## Start Data supplied

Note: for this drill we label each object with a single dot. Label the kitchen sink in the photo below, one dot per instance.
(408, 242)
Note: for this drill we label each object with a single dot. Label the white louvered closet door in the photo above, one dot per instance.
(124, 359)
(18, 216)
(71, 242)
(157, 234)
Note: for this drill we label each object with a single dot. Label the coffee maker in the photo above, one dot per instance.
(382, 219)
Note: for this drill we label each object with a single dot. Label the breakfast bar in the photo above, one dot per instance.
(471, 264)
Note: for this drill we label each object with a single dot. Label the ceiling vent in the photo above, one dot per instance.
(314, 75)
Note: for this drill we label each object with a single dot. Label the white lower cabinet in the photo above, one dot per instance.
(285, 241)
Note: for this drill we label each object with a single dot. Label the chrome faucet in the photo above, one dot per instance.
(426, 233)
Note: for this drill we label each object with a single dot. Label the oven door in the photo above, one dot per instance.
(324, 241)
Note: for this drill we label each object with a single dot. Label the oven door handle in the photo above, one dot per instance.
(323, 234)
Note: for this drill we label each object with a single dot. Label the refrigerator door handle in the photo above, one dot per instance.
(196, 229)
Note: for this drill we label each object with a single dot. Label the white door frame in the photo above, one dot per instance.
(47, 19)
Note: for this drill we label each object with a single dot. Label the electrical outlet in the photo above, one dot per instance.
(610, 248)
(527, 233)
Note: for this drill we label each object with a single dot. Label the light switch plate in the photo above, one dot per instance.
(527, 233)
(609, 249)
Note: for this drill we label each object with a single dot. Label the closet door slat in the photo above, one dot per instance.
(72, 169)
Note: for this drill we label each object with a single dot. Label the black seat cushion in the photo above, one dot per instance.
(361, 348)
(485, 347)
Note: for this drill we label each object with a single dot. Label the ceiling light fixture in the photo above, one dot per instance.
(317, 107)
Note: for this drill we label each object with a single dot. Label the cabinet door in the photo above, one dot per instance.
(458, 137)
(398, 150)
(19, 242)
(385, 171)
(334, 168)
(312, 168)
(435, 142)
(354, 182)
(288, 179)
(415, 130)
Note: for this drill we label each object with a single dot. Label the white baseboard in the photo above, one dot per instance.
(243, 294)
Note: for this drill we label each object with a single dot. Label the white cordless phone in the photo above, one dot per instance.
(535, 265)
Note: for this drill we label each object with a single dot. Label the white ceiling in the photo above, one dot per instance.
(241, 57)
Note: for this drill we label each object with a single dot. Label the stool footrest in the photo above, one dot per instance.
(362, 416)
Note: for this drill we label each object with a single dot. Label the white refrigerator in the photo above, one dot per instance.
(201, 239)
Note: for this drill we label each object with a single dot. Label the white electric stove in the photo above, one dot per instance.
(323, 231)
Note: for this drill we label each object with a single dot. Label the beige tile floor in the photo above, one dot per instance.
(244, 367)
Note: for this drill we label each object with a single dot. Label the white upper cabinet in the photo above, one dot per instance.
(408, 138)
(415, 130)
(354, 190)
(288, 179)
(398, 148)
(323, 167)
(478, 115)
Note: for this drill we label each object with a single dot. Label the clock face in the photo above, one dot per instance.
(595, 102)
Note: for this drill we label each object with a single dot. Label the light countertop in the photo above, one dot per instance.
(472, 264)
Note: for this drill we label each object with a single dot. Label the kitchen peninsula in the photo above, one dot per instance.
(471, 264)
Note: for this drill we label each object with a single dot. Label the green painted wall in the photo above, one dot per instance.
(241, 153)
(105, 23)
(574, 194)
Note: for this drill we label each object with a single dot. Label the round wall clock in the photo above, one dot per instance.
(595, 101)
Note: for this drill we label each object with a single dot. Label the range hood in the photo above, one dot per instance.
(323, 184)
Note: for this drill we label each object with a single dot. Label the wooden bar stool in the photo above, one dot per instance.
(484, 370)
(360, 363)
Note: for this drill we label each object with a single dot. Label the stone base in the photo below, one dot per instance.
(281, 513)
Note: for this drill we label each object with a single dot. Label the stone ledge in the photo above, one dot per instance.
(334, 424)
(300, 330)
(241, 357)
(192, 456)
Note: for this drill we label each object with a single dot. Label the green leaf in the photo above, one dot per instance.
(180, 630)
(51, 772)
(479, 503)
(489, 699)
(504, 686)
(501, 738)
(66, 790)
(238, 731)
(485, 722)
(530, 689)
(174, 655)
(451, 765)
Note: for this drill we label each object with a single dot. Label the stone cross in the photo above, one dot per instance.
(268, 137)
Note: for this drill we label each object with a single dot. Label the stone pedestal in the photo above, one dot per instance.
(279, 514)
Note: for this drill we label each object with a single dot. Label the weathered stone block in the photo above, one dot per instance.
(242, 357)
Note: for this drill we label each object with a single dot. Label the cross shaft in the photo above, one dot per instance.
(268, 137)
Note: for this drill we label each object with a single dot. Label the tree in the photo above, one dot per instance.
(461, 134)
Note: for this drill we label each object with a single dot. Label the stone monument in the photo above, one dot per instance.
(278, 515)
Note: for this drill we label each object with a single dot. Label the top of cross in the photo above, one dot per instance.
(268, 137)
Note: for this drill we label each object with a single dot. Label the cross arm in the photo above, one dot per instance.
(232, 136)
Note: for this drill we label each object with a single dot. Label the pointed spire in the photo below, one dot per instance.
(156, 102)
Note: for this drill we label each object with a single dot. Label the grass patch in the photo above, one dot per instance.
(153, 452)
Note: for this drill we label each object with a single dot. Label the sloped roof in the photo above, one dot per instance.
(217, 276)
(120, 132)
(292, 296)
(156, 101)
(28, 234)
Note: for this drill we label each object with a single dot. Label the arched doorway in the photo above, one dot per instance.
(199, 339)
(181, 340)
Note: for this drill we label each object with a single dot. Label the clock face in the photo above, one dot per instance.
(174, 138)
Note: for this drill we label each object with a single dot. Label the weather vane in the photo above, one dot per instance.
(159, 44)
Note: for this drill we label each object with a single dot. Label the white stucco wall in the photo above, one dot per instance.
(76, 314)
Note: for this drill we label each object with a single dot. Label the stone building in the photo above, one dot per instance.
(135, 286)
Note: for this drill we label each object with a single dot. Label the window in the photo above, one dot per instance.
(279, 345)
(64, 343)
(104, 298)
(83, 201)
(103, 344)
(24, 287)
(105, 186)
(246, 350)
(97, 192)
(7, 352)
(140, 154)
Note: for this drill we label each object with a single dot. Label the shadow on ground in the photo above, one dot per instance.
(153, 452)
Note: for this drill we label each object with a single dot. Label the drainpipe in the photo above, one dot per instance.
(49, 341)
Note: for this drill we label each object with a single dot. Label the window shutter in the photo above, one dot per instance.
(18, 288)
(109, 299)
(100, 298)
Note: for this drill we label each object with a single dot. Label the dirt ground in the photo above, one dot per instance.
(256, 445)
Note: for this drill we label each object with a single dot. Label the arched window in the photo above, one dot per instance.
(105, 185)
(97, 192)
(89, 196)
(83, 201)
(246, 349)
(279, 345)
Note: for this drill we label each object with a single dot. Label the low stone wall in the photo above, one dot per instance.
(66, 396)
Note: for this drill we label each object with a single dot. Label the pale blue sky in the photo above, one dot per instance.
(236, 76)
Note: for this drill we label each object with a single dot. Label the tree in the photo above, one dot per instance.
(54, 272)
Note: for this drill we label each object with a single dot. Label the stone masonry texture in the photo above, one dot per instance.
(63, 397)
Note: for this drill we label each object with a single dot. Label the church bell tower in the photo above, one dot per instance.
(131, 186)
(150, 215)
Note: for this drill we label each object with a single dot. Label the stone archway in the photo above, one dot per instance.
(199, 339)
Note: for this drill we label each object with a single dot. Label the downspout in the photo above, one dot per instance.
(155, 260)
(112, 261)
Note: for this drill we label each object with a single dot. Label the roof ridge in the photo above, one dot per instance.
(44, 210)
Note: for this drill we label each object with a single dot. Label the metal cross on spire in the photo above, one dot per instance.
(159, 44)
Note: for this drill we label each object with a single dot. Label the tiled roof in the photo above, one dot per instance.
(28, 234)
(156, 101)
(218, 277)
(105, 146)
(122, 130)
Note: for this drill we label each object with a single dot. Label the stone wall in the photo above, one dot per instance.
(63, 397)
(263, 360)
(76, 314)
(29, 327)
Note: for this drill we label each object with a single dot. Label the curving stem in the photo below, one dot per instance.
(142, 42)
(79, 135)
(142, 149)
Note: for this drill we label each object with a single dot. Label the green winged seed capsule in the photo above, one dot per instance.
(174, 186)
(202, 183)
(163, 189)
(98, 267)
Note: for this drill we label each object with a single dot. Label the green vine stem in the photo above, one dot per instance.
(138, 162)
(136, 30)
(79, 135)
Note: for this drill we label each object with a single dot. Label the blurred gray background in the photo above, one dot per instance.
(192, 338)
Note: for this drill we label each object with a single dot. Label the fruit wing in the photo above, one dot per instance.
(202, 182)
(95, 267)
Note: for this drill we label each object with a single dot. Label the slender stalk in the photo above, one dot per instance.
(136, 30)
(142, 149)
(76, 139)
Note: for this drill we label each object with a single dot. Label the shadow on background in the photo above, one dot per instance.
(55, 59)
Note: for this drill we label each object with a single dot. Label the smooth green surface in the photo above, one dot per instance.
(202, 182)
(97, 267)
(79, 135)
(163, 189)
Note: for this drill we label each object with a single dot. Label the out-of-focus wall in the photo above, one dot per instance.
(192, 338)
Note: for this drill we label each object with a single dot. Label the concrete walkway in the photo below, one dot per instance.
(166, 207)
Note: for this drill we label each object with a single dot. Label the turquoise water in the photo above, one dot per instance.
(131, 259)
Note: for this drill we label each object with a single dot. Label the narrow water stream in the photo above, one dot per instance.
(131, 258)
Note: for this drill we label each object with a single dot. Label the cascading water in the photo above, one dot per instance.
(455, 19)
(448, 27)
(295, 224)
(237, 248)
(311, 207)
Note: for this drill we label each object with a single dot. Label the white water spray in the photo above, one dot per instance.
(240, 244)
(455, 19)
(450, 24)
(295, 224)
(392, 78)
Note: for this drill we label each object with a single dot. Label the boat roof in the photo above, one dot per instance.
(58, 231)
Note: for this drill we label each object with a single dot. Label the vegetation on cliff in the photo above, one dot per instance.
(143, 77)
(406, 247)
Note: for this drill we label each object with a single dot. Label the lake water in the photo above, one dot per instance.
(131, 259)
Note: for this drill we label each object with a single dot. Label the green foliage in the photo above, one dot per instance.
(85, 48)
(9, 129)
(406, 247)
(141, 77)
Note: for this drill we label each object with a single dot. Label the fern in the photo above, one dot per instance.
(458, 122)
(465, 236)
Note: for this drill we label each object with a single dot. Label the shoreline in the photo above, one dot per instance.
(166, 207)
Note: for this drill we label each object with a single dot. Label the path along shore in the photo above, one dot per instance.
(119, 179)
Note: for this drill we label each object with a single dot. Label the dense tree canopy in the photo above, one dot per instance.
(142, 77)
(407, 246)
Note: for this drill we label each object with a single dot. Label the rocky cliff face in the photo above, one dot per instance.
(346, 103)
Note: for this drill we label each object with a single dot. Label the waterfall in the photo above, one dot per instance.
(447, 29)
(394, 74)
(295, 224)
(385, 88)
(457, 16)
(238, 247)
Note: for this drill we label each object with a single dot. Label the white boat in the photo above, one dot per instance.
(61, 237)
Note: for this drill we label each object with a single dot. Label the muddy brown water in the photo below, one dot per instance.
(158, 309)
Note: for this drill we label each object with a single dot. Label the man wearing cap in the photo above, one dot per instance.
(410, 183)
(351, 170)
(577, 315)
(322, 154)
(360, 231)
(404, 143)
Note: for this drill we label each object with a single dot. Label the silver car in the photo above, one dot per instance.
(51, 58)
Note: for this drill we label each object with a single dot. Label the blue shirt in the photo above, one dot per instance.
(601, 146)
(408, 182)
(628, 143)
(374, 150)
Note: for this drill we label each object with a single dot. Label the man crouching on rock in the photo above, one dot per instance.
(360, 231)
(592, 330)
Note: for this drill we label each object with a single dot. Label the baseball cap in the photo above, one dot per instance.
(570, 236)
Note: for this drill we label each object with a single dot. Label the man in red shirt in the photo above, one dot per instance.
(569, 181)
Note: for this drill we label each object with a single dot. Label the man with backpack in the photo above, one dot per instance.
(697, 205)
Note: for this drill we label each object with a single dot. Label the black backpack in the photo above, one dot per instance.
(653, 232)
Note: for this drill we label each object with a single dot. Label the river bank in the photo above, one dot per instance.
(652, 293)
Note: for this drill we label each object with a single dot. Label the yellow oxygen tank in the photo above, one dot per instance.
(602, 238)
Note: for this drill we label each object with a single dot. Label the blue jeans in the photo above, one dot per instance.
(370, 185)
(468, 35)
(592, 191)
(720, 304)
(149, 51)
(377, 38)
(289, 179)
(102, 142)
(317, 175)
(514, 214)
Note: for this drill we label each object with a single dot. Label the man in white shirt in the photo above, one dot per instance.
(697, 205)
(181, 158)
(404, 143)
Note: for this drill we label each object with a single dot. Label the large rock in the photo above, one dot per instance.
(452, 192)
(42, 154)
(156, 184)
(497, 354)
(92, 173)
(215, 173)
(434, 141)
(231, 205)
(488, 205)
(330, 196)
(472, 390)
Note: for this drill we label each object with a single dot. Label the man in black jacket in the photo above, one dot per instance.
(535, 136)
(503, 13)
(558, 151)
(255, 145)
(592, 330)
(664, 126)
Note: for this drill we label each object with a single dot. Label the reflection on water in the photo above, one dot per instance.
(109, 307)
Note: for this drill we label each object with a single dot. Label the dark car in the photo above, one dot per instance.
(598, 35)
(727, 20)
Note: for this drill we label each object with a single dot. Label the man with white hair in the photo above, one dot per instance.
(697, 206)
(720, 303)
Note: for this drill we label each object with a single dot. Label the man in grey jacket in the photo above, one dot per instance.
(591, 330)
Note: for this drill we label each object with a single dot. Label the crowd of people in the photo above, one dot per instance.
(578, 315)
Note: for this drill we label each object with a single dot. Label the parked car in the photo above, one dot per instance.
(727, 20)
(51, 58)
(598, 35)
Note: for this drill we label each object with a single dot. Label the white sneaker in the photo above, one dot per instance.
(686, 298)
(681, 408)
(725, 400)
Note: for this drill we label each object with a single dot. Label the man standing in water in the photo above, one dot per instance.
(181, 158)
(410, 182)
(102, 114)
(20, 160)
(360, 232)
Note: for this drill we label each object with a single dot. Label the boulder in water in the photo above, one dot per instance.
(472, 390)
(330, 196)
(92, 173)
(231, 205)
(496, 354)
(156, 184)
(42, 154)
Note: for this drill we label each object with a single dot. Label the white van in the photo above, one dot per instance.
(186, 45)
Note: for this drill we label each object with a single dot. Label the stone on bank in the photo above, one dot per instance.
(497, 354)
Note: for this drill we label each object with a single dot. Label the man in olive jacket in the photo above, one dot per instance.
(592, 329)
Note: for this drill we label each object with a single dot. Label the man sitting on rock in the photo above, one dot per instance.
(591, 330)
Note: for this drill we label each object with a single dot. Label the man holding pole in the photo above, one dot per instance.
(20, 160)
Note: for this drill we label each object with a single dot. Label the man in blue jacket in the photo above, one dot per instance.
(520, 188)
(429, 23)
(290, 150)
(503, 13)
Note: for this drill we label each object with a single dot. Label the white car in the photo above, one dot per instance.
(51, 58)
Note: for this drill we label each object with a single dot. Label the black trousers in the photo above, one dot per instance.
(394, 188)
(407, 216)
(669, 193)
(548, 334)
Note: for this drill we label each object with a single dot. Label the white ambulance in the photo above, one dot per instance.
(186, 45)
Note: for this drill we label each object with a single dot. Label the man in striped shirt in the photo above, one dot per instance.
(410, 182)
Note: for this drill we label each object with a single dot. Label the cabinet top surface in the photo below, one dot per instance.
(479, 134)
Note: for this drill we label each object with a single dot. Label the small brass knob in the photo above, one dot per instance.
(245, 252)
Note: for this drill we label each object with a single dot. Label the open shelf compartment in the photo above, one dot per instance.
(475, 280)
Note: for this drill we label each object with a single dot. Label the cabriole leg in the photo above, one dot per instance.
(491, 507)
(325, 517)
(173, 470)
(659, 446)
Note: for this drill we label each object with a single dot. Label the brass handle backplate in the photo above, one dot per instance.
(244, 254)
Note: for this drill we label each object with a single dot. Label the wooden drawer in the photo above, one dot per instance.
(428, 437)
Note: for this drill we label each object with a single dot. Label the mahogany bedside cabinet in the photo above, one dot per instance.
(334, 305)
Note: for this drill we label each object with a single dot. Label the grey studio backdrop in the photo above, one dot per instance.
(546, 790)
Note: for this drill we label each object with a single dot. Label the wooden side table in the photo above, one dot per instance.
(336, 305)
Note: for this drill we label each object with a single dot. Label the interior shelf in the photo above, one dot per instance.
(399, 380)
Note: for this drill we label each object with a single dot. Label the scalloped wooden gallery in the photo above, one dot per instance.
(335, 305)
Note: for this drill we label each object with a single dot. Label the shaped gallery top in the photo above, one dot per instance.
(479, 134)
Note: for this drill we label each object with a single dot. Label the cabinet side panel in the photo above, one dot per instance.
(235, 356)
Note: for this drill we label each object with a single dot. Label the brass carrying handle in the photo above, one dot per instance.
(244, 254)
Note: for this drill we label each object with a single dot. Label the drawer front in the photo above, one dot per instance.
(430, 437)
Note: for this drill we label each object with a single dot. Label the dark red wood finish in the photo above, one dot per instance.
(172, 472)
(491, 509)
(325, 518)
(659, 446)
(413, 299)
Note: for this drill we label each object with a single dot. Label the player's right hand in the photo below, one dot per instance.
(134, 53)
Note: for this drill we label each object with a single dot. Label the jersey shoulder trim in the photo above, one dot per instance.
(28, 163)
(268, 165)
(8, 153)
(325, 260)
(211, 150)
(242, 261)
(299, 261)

## End Data supplied

**Given instruction:**
Extract, unchanged, the part of the data that opens with the line containing "the cabinet side" and closes with the last line of the data, keeping both of those lines.

**Written solution:**
Note: for this drill we label each object with a single dot. Label the cabinet side panel in the photo above, one dot per instance.
(235, 356)
Note: for this drill we label each object with a single dot. Label the brass carrying handle in the photo above, one dot per instance.
(244, 254)
Note: for this drill we label each object with a single dot. Label the drawer front in the photo above, one dot per instance.
(430, 437)
Note: for this drill we label each object with a single dot. Label the dark red wood finish in the photo above, one dot per instance.
(172, 472)
(491, 509)
(325, 518)
(659, 446)
(413, 299)
Note: for this drill we label each object with a single dot. Label the player's right hand in the photo below, one dot per instance.
(134, 53)
Note: for this drill we label each object with a single dot. Label the jersey shoulder trim in the photo above, one dot per instance.
(28, 163)
(268, 165)
(8, 153)
(325, 260)
(211, 150)
(242, 261)
(299, 261)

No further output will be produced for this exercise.